START Text provided

Listing of warrants

    VANCOUVER, Dec. 18 /CNW Telbec/ - Creston Moly Corp. ("Creston" or the
"Company") (TSX-V: CMS) is pleased to announce that the TSX Venture Exchange
has approved the listing of 28,580,000 common share purchase warrants (the
"Warrants") previously issued pursuant to the bought deal private placement of
57,160,000 subscription receipts that closed on May 9, 2007. The Warrants were
subject to a four month and one day hold period in Canada, which expired on
September 10, 2007. Replacement warrant certificates will be sent to the
registered holders of the Warrants by Computershare Trust Company of Canada
("Computershare") via courier on December 18, 2007.

END Text provided
START Supplied data

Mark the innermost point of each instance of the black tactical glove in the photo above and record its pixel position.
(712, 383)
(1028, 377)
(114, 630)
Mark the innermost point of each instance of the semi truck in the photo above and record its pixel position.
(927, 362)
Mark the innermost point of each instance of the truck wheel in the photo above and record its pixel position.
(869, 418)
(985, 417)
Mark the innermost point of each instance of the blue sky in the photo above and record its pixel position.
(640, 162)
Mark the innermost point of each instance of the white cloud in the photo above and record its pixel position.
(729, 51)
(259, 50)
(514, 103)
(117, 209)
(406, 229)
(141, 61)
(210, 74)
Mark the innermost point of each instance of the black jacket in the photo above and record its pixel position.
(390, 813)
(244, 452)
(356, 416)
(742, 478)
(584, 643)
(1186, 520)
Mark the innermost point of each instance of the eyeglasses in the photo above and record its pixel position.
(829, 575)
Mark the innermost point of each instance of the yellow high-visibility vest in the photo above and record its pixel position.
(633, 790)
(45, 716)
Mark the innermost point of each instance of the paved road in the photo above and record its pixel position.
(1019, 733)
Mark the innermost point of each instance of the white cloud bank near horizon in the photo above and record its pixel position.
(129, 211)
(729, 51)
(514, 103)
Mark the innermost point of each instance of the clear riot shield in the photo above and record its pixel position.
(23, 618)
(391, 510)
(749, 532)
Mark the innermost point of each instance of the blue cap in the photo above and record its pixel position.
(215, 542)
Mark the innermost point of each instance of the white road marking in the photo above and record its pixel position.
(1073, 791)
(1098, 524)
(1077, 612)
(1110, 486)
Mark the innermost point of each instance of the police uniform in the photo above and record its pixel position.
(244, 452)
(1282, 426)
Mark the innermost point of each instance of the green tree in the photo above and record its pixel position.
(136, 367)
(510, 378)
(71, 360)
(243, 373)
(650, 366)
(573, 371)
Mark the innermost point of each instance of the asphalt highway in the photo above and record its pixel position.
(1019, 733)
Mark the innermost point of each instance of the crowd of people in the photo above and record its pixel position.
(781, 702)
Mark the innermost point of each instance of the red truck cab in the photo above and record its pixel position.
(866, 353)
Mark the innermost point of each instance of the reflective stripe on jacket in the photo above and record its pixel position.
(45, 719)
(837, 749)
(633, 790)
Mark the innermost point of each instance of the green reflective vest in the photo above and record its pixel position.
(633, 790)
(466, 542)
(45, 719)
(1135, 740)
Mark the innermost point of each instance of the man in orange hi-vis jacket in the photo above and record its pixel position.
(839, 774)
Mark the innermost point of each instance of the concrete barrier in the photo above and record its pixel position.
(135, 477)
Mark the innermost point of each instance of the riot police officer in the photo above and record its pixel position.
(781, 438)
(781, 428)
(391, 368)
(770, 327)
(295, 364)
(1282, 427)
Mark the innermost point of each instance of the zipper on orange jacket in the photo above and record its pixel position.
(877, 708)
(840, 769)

END Supplied data

Given instruction A: According to the warrant listing announcement, on what date did the Warrants' hold period in Canada expire?
Given instruction B: Repeat word for word the passage of the warrant listing announcement from "VANCOUVER, Dec. 18" to "December 18, 2007.".
Given instruction C: Using the warrant listing announcement, mark each statement yes or no and quote the words that decide it: (i) The TSX Venture Exchange approved the listing of 28,580,000 common share purchase warrants. (ii) The bought deal private placement closed on September 10, 2007. (iii) Computershare will send the replacement warrant certificates by regular mail.
The data above are separate from the announcement.

Correct answer A: September 10, 2007.

Correct answer B:
VANCOUVER, Dec. 18 /CNW Telbec/ - Creston Moly Corp. ("Creston" or the
"Company") (TSX-V: CMS) is pleased to announce that the TSX Venture Exchange
has approved the listing of 28,580,000 common share purchase warrants (the
"Warrants") previously issued pursuant to the bought deal private placement of
57,160,000 subscription receipts that closed on May 9, 2007. The Warrants were
subject to a four month and one day hold period in Canada, which expired on
September 10, 2007. Replacement warrant certificates will be sent to the
registered holders of the Warrants by Computershare Trust Company of Canada
("Computershare") via courier on December 18, 2007.

Correct answer C:
(i) Yes: "has approved the listing of 28,580,000 common share purchase warrants"
(ii) No: "closed on May 9, 2007"
(iii) No: "via courier on December 18, 2007"